Continue the Cloudera Search deployment text from its last sentence, carrying on with the steps for setting up the Solr hosts.

> Quoted text
================================
Deploying Cloudera Search
When you deploy Cloudera Search, SolrCloud partitions your data set into multiple indexes and processes, using ZooKeeper to simplify management, resulting in a cluster of coordinating Solr servers.
Installing and Starting ZooKeeper Server
SolrCloud mode uses a ZooKeeper Service as a highly available, central location for cluster management. For a small cluster, running a ZooKeeper host collocated with the NameNode is recommended. For larger clusters, you may want to run multiple ZooKeeper servers. For more information, see Installing the ZooKeeper Packages.
Initializing Solr
Once the ZooKeeper Service is running, configure each Solr host with the ZooKeeper Quorum address or addresses. Provide the ZooKeeper Quorum address for each ZooKeeper server. This could be a single address in smaller deployments, or multiple addresses if you deploy additional servers.
================================
> Data provided
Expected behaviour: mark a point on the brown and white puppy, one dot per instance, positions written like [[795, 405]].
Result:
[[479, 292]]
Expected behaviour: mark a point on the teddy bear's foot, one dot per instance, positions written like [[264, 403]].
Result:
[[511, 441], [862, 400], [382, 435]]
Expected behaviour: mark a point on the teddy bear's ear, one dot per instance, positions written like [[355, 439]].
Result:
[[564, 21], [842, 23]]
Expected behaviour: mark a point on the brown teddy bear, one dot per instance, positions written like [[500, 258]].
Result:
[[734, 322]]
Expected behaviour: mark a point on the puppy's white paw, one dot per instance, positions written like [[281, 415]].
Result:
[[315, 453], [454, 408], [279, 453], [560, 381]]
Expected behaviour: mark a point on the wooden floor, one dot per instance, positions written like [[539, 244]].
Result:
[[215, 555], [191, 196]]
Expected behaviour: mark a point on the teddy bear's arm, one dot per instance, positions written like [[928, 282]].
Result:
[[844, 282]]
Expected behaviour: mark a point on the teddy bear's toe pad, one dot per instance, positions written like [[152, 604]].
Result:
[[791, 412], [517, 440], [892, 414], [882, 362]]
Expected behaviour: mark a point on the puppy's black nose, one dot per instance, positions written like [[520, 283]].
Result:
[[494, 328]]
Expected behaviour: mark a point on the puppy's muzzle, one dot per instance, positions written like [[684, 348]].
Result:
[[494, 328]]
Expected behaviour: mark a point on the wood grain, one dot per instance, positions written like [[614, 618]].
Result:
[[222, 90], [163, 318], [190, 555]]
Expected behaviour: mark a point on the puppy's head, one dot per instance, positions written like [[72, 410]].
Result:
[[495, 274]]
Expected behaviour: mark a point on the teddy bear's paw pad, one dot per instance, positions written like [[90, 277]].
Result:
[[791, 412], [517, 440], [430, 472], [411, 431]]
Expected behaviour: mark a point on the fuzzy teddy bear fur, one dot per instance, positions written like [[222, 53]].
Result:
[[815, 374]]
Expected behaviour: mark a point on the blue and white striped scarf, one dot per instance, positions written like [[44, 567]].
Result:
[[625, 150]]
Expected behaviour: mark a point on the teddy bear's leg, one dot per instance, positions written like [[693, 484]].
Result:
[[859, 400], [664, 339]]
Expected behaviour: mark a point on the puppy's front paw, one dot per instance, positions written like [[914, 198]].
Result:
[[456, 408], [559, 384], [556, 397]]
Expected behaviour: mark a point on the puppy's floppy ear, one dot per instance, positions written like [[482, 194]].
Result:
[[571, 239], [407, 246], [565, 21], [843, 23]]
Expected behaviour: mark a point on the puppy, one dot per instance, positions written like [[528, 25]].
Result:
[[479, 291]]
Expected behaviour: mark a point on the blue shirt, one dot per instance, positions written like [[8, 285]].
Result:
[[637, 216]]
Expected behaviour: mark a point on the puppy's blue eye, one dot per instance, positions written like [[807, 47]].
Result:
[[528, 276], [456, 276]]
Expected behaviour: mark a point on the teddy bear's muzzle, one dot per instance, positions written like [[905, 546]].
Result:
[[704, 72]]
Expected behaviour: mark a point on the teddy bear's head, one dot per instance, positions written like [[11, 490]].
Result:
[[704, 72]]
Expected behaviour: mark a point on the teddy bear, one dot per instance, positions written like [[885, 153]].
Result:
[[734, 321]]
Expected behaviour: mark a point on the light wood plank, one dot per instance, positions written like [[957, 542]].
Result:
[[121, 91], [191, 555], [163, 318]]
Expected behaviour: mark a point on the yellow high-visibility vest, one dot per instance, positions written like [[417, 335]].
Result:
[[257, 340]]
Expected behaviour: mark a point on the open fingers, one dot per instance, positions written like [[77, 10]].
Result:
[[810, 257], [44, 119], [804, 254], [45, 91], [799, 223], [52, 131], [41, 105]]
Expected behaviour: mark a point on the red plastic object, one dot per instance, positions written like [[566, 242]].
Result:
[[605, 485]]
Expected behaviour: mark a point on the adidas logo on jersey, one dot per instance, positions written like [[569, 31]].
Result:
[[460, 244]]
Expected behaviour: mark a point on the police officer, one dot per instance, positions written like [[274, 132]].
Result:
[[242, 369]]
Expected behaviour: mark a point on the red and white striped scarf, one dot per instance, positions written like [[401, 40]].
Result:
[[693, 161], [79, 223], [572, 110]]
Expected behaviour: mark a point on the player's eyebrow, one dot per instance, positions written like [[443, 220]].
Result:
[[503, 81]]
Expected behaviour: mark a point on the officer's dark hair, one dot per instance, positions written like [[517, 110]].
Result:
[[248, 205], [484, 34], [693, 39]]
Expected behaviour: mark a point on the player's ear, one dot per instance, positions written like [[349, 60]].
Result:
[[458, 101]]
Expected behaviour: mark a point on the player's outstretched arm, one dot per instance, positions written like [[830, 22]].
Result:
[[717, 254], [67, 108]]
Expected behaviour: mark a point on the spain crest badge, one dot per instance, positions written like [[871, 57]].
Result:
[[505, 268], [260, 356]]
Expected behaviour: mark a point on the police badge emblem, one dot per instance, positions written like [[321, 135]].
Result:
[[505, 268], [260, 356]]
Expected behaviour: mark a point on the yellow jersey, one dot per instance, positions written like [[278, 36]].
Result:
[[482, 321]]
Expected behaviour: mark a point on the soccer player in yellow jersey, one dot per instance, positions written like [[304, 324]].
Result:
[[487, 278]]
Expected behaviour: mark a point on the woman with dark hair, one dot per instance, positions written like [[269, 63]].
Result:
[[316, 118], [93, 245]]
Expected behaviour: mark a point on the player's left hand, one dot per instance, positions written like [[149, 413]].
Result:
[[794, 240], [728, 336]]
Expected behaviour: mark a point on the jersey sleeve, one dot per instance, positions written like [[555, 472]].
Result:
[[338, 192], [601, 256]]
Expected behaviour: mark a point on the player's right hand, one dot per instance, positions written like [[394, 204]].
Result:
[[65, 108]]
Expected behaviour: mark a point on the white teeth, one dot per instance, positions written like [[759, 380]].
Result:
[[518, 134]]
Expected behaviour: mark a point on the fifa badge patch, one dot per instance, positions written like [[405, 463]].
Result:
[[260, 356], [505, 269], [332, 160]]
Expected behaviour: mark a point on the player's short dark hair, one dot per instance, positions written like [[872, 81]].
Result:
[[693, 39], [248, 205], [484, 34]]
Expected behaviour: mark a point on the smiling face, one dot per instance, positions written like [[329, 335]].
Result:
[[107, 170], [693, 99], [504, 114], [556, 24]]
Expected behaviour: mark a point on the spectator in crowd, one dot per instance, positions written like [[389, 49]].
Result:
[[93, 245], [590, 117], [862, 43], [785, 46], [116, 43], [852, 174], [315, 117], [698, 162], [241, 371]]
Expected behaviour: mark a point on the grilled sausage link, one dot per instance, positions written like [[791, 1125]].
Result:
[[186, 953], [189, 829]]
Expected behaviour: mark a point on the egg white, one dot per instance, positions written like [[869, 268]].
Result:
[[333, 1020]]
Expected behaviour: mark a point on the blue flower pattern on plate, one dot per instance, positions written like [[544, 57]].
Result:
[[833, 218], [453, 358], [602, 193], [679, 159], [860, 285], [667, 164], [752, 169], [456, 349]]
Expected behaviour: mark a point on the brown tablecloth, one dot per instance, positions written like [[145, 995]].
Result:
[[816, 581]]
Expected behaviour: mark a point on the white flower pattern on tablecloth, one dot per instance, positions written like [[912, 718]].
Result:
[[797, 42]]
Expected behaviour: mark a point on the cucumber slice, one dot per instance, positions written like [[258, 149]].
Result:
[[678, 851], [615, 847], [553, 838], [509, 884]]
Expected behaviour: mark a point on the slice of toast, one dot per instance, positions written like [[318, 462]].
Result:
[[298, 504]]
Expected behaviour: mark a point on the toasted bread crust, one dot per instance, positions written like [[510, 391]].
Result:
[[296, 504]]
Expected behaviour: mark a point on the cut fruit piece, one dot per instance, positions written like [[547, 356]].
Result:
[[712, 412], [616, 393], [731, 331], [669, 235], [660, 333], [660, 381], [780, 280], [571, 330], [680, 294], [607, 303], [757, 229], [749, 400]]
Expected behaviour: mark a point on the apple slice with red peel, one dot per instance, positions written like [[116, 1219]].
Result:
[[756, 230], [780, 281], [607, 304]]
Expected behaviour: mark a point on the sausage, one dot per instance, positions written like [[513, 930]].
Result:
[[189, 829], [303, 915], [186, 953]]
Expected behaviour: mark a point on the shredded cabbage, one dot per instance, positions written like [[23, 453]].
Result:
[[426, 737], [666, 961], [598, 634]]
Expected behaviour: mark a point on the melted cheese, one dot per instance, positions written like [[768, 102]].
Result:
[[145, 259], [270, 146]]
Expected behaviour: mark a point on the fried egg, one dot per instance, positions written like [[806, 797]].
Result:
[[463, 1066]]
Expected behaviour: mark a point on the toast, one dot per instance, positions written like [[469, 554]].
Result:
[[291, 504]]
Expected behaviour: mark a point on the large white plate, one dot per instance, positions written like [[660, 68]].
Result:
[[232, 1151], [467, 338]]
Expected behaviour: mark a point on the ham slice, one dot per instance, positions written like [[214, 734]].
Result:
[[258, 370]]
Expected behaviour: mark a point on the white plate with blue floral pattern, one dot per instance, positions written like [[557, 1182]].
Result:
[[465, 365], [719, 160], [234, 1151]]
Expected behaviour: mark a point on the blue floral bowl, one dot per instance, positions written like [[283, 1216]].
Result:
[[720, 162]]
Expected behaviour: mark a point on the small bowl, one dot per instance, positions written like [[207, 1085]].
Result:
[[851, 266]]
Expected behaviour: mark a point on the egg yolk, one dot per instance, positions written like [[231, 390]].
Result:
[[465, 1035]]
================================
> Result below
Configure the ZooKeeper Quorum address in solr-env.sh. The file location varies by installation type. If you accepted default file locations, the solr-env.sh file can be found in:
- Parcels: /opt/cloudera/parcels/CDH-*/etc/default/solr
- Packages: /etc/default/solr
Edit the property to configure the hosts with the address of the ZooKeeper service. You must make this configuration change for every Solr Server host. The following example shows a configuration with three ZooKeeper hosts:
SOLR_ZK_ENSEMBLE=<zkhost1>:2181,<zkhost2>:2181,<zkhost3>:2181/solr
Configuring Solr for Use with HDFS
To use Solr with your established HDFS service, perform the following configurations:
- Configure the HDFS URI for Solr to use as a backing store in /etc/default/solr or /opt/cloudera/parcels/CDH-*/etc/default/solr. On every Solr Server host, edit the following property to configure the location of Solr index data in HDFS:
SOLR_HDFS_HOME=hdfs://namenodehost:8020/solr
Replace namenodehost with the hostname of your HDFS NameNode (as specified by fs.default.name or fs.defaultFS in your conf/core-site.xml file). You may also need to change the port number from the default (8020). On an HA-enabled cluster, ensure that the HDFS URI you use reflects the designated name service utilized by your cluster. This value should be reflected in fs.default.name; instead of a hostname, you would see hdfs://nameservice1 or something similar.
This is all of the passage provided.